**TEXTO PARA LEITURA**

Quais medidas foram adotadas para a proteção e segurança dos profissionais e trabalhadores de saúde no enfrentamento da pandemia de Covid-19? E quais as estratégias de apoio ao trabalho das equipes de saúde foram implementadas? A mesa “Trabalhadoras/es da saúde: o desafio de cuidar na conjuntura pandêmica”
apresentou elementos que mostram que houve improviso na gestão da força de trabalho e que a proteção dos trabalhadores não foi prioridade nas ações. Para as pesquisadoras do Instituto de Saúde Coletiva (ISC), os resultados podem ajudar gestores a aprender com a experiência dos últimos dois anos e ter melhor preparo para o enfrentamento de outras possíveis epidemias.

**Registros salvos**
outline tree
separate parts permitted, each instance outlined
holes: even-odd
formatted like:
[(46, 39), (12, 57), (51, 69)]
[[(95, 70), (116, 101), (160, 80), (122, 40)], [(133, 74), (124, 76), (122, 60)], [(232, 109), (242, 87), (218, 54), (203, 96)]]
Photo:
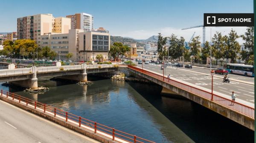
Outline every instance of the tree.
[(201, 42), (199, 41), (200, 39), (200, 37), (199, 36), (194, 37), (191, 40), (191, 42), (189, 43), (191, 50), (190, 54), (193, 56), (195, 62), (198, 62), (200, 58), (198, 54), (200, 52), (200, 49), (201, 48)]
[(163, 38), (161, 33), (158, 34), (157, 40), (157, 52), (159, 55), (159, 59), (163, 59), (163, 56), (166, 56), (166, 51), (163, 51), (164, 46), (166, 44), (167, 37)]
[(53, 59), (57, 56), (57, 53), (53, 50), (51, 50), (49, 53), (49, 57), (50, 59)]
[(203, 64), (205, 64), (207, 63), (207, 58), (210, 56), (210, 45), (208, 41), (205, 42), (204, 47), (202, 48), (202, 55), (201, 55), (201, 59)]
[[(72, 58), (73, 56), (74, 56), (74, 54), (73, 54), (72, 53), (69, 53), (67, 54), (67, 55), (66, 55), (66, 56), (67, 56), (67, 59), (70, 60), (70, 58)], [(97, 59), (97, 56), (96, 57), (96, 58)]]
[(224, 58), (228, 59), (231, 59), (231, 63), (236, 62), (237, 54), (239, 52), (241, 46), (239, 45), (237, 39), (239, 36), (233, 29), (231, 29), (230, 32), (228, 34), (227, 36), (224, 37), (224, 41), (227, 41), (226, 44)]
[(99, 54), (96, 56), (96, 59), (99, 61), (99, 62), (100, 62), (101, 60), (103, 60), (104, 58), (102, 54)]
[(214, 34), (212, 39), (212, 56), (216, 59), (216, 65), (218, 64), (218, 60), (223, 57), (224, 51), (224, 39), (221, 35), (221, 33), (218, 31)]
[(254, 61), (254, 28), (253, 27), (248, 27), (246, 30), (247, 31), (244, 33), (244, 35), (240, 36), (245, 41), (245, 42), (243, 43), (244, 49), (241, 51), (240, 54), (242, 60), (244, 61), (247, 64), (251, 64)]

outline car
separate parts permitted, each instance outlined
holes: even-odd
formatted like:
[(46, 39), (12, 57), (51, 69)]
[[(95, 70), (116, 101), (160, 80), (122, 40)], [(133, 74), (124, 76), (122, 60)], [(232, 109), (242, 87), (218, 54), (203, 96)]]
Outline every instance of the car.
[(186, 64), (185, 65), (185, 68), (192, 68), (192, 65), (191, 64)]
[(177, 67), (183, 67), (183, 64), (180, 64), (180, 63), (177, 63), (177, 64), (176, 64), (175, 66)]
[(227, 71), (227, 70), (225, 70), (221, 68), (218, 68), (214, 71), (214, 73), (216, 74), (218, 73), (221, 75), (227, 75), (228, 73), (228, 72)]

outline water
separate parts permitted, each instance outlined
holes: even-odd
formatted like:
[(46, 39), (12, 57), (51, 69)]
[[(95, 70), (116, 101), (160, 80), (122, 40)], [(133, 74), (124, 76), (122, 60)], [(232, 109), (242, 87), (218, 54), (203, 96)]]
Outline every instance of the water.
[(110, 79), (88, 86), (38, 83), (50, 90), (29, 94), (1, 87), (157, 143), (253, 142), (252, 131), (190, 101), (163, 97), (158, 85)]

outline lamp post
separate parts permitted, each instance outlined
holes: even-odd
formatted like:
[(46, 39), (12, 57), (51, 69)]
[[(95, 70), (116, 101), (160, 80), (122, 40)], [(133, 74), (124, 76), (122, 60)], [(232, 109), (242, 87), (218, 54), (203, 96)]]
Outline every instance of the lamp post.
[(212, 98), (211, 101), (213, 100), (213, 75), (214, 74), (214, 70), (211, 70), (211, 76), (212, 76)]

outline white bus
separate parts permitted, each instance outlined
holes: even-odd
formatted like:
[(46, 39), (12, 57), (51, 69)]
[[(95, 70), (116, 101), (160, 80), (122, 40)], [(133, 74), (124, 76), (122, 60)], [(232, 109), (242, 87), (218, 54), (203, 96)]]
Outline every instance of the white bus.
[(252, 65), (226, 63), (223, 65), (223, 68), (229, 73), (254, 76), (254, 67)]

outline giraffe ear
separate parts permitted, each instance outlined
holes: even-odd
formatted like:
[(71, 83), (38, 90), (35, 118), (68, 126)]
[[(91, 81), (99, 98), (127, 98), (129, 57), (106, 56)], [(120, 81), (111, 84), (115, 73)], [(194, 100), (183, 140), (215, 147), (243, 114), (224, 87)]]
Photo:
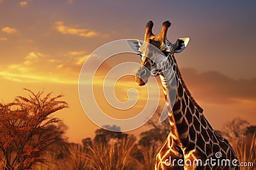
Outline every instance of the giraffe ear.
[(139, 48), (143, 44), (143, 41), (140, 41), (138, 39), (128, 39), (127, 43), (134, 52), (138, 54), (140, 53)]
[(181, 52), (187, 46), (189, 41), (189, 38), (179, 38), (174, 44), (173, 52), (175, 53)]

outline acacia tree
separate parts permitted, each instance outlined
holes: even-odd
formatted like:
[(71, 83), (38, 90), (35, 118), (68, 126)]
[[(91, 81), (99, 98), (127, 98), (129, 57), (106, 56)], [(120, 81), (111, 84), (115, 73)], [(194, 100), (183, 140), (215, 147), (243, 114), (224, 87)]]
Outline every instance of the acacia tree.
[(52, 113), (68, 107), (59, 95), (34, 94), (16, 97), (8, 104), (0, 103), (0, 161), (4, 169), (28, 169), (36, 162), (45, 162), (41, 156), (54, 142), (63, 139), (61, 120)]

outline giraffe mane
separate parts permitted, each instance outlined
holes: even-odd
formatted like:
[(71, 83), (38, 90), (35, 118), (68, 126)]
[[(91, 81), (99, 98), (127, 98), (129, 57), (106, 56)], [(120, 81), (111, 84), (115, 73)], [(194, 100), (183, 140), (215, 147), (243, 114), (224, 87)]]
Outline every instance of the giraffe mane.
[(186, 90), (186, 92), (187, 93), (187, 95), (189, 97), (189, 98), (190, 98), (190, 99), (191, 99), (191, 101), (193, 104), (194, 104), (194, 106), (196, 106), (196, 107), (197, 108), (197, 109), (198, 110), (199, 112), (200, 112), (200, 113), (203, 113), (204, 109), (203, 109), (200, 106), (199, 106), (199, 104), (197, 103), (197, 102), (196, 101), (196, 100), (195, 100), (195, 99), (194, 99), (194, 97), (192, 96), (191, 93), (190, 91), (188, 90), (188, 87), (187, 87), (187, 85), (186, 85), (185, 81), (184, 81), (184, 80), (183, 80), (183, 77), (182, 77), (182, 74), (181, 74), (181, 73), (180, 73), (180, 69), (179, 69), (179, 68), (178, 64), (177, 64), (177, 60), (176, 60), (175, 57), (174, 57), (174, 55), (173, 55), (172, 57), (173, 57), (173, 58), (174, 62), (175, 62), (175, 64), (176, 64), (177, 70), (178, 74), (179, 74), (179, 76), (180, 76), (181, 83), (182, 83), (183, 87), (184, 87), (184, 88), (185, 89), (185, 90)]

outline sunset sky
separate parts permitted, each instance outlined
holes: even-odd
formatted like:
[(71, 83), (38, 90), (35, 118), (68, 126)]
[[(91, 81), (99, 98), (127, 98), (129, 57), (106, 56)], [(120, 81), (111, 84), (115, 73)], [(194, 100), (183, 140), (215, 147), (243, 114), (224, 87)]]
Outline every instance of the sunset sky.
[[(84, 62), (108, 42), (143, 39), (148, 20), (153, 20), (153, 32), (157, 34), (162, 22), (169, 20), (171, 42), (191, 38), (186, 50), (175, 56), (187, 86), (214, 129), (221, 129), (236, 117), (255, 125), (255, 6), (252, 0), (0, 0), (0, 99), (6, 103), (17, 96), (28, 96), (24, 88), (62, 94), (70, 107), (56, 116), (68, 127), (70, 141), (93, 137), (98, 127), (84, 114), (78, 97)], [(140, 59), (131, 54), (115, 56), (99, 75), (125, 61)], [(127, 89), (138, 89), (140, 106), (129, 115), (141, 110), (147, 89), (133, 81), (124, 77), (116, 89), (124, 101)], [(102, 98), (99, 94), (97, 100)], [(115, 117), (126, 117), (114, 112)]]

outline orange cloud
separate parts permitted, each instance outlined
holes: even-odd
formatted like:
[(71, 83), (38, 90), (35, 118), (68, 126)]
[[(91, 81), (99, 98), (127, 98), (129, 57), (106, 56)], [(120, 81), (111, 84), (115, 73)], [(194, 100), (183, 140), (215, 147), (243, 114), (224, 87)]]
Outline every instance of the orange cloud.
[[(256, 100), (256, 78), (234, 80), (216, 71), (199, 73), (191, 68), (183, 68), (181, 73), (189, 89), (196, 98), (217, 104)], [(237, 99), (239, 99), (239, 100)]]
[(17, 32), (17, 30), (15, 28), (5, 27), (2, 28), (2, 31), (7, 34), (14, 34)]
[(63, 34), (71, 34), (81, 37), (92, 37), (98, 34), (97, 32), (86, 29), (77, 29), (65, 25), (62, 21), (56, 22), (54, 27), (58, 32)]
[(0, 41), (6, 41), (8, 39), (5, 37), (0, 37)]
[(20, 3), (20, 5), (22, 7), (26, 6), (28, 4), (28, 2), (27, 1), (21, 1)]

**APLIQUE A LEITURA**
(a) Responda às perguntas abaixo com base no texto sobre os trabalhadores da saúde na pandemia.
(i) Qual é o título da mesa mencionada?
(ii) A qual instituto pertencem as pesquisadoras citadas?
(iii) Segundo as pesquisadoras, em que os resultados podem ajudar os gestores?
(b) Transcreva do texto sobre os trabalhadores da saúde na pandemia tudo o que vai de "Quais medidas foram" até "outras possíveis epidemias.".

**RESPOSTAS EM ORDEM**
(a)
(i) “Trabalhadoras/es da saúde: o desafio de cuidar na conjuntura pandêmica”.
(ii) Ao Instituto de Saúde Coletiva (ISC).
(iii) A aprender com a experiência dos últimos dois anos e a ter melhor preparo para o enfrentamento de outras possíveis epidemias.

(b)
Quais medidas foram adotadas para a proteção e segurança dos profissionais e trabalhadores de saúde no enfrentamento da pandemia de Covid-19? E quais as estratégias de apoio ao trabalho das equipes de saúde foram implementadas? A mesa “Trabalhadoras/es da saúde: o desafio de cuidar na conjuntura pandêmica”
apresentou elementos que mostram que houve improviso na gestão da força de trabalho e que a proteção dos trabalhadores não foi prioridade nas ações. Para as pesquisadoras do Instituto de Saúde Coletiva (ISC), os resultados podem ajudar gestores a aprender com a experiência dos últimos dois anos e ter melhor preparo para o enfrentamento de outras possíveis epidemias.